Portanto, se o empregador tomar medida que facilite o contágio, ou que não o impeça, numa atitude omissiva, a doença poderá ser considerada como ocupacional.

É o que se verifica dos julgados abaixo quando tratam da doença endêmica:

DOENÇA ENDÊMICA. MALÁRIA. NEXO CAUSAL INEXISTENTE. A constatação de que o obreiro adquiriu doença, por si só, não autoriza o reconhecimento da responsabilidade civil do empregador, sobretudo quando não evidenciado o nexo causal entre o transtorno de saúde identificado e as atividades do obreiro, tendo em vista se tratar de patologia endêmica na região amazônica, motivo pelo qual a maioria da população está passível de contraí-la. (TRT-14 - RO: 271 RO 0000271, Relator: DESEMBARGADORA SOCORRO MIRANDA, Data de Julgamento: 28/10/2011, SEGUNDA TURMA, Data de Publicação: DETRT14 n.203, de 03/11/2011)

DOENÇA ENDÊMICA. RESPONSABILIDADE DO EMPREGADOR. INDENIZAÇÃO POR DANO MORAL. POSSIBILIDADE. Verificando-se que a trabalhadora foi deslocada, pelo empregador, para laborar em notória zona de doença endêmica (malária), daí emerge sua responsabilidade subjetiva pela lesão. No caso, a responsabilidade decorre do risco sabidamente criado pelo empregador, que, ciente das circunstâncias envolvidas no negócio, ainda assim, para a obtenção de lucro, submeteu os trabalhadores ao risco de contrair a perigosa doença. (TRT-1 - RO: 00106303220145010080 RJ, Relator: RILDO ALBUQUERQUE MOUSINHO DE BRITO, Data de Julgamento: 21/05/2018, Gabinete do Desembargador Rildo Albuquerque Mousinho de Brito, Data de Publicação: 24/05/2018)

DADOS BRUTOS:
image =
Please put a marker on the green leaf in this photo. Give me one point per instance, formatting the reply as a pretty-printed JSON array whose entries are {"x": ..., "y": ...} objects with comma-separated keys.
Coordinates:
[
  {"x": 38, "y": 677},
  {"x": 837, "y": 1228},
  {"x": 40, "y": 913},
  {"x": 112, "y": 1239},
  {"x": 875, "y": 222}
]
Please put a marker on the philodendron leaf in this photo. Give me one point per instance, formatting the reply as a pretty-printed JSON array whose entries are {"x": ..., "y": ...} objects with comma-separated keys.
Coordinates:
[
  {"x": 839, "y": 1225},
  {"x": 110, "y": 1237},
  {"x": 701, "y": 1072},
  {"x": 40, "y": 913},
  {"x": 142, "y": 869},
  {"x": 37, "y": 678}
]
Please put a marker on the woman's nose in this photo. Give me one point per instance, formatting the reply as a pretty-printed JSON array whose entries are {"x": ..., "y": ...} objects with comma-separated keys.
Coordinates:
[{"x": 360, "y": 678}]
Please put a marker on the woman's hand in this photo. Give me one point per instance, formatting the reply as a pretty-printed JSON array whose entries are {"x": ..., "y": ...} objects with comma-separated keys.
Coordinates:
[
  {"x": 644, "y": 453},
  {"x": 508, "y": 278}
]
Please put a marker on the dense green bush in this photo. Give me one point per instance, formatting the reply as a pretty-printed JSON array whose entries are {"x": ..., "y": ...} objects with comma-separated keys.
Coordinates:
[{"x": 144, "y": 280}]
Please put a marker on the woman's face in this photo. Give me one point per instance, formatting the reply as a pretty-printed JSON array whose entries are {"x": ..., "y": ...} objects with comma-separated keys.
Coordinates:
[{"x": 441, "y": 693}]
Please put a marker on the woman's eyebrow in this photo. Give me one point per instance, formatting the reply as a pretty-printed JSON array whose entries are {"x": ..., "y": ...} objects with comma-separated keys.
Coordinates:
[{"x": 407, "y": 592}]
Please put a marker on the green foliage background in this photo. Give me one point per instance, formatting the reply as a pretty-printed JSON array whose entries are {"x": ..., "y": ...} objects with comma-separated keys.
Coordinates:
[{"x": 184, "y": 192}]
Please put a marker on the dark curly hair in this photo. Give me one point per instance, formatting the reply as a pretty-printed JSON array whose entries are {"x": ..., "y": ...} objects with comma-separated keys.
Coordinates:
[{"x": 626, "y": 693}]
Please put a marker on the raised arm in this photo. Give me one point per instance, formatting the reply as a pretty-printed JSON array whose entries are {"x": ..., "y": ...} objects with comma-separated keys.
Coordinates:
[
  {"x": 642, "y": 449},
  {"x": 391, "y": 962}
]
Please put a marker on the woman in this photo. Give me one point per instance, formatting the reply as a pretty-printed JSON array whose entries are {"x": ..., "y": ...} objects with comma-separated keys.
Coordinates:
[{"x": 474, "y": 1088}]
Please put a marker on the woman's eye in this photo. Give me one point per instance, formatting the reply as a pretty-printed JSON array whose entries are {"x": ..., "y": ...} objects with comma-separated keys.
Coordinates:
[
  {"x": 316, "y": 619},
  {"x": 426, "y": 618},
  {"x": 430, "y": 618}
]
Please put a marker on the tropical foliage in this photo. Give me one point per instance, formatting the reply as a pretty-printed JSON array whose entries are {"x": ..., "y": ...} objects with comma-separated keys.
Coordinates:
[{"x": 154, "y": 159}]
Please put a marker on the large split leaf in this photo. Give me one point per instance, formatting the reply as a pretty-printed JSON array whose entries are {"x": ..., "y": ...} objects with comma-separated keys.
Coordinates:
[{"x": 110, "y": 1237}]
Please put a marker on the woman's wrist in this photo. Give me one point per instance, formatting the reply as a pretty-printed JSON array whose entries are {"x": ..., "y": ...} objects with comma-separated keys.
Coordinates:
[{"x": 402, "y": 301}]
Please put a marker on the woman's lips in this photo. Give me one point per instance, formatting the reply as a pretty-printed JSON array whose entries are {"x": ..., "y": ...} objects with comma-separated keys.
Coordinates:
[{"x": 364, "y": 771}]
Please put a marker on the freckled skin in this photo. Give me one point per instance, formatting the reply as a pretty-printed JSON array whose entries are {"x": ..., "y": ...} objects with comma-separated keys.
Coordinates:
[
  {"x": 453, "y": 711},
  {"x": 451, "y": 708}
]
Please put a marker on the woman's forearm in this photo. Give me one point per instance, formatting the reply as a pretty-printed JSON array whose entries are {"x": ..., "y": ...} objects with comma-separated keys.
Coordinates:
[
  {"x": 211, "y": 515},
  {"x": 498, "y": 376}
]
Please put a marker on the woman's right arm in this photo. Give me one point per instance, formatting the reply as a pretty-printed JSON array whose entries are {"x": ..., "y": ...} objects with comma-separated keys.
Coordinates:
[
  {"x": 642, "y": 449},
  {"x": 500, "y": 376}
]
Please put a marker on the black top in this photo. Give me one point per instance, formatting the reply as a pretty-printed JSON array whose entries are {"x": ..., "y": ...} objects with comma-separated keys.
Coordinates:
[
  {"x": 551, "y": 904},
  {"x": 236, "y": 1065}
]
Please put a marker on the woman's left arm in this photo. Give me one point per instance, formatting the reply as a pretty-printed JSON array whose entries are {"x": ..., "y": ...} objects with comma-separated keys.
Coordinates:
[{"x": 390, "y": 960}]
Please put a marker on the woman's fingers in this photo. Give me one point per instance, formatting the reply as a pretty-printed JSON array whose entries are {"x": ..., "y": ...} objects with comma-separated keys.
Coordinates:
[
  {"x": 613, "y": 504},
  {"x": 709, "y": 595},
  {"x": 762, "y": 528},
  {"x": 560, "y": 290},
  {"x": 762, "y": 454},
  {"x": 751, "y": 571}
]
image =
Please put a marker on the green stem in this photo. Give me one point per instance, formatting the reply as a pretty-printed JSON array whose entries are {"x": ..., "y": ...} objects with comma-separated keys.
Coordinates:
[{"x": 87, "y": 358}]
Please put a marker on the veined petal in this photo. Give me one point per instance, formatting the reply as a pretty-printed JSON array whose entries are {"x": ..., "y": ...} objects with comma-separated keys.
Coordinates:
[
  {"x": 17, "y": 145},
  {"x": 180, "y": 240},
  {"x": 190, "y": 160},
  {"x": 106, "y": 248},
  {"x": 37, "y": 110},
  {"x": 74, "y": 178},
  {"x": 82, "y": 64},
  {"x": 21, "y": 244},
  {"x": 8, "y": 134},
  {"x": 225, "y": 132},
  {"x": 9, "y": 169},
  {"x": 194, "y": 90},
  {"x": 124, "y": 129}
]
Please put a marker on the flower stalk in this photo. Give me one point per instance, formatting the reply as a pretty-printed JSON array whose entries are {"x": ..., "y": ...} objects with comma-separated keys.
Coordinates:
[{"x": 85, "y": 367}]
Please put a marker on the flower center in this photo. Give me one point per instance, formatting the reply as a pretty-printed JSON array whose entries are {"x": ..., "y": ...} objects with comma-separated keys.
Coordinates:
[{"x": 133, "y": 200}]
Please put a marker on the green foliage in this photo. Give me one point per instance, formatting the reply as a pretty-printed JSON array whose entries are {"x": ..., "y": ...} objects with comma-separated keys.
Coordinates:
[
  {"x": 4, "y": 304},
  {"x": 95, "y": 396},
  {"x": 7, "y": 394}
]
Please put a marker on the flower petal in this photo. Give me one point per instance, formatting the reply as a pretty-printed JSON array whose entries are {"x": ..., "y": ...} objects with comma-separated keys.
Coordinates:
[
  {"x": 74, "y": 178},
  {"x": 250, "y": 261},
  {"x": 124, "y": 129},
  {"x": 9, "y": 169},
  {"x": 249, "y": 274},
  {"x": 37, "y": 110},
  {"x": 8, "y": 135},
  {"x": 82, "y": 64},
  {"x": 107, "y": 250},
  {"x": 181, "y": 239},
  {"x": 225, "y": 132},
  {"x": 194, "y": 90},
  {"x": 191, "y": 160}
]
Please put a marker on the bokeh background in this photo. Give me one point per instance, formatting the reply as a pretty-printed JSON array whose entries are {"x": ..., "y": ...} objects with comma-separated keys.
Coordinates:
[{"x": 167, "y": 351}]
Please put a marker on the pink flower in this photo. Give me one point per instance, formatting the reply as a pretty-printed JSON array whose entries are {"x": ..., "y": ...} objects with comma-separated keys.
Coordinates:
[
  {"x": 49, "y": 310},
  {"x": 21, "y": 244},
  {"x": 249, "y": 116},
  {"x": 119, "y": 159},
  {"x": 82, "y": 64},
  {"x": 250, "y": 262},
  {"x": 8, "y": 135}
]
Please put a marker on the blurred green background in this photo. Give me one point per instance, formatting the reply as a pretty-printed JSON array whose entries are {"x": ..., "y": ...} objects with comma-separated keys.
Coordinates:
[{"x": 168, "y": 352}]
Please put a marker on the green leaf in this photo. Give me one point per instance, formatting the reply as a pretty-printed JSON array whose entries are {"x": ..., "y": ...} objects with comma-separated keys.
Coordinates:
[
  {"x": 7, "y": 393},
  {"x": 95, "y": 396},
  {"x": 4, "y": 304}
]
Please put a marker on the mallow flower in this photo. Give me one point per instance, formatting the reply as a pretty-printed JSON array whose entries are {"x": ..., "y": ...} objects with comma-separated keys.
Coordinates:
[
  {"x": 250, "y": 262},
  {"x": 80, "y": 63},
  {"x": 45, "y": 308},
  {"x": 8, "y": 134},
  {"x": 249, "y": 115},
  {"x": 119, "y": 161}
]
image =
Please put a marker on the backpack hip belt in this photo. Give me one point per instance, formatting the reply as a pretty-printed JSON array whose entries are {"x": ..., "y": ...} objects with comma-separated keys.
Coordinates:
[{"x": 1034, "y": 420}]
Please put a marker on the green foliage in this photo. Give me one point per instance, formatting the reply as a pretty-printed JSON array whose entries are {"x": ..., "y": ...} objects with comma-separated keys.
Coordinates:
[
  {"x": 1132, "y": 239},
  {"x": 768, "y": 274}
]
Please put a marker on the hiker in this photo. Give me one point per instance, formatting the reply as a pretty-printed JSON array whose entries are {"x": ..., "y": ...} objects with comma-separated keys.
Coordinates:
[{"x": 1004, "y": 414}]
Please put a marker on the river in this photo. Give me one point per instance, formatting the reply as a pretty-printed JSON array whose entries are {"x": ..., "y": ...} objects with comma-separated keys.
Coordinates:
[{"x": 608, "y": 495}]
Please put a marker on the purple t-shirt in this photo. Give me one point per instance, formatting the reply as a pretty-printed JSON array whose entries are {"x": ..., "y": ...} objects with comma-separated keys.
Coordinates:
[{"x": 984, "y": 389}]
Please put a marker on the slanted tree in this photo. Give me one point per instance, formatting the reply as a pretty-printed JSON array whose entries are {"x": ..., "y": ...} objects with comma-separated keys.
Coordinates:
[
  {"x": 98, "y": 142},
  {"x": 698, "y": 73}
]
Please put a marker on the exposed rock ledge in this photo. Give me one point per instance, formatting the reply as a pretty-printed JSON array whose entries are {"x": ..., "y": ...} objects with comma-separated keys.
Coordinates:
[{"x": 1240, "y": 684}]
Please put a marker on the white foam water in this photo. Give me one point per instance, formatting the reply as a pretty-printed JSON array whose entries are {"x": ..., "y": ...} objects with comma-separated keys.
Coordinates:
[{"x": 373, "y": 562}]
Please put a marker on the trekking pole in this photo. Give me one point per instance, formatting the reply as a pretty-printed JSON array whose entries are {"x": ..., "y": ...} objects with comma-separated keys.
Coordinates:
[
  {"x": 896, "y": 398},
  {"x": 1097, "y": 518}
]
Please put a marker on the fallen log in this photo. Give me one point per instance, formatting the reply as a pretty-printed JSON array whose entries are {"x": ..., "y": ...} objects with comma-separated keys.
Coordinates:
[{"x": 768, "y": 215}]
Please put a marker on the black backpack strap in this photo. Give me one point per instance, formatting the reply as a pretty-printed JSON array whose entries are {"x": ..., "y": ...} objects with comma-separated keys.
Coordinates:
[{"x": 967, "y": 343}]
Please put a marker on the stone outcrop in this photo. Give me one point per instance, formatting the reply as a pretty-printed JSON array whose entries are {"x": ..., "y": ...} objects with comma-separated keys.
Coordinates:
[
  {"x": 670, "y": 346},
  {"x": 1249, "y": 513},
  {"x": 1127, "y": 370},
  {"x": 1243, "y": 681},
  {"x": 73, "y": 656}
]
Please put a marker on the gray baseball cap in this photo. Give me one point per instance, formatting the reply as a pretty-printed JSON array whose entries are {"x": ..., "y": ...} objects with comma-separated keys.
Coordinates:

QUESTÕES DE ESTUDO:
(1) Segundo o trecho fornecido, em que região a malária é uma patologia endêmica?
(2) Transcreva, sem alterações, a parte do trecho fornecido que vai de "Portanto, se o" até "n.203, de 03/11/2011)", inclusive.

RESPOSTAS POR ITEM:
(1) Na região amazônica.

(2)
Portanto, se o empregador tomar medida que facilite o contágio, ou que não o impeça, numa atitude omissiva, a doença poderá ser considerada como ocupacional.

É o que se verifica dos julgados abaixo quando tratam da doença endêmica:

DOENÇA ENDÊMICA. MALÁRIA. NEXO CAUSAL INEXISTENTE. A constatação de que o obreiro adquiriu doença, por si só, não autoriza o reconhecimento da responsabilidade civil do empregador, sobretudo quando não evidenciado o nexo causal entre o transtorno de saúde identificado e as atividades do obreiro, tendo em vista se tratar de patologia endêmica na região amazônica, motivo pelo qual a maioria da população está passível de contraí-la. (TRT-14 - RO: 271 RO 0000271, Relator: DESEMBARGADORA SOCORRO MIRANDA, Data de Julgamento: 28/10/2011, SEGUNDA TURMA, Data de Publicação: DETRT14 n.203, de 03/11/2011)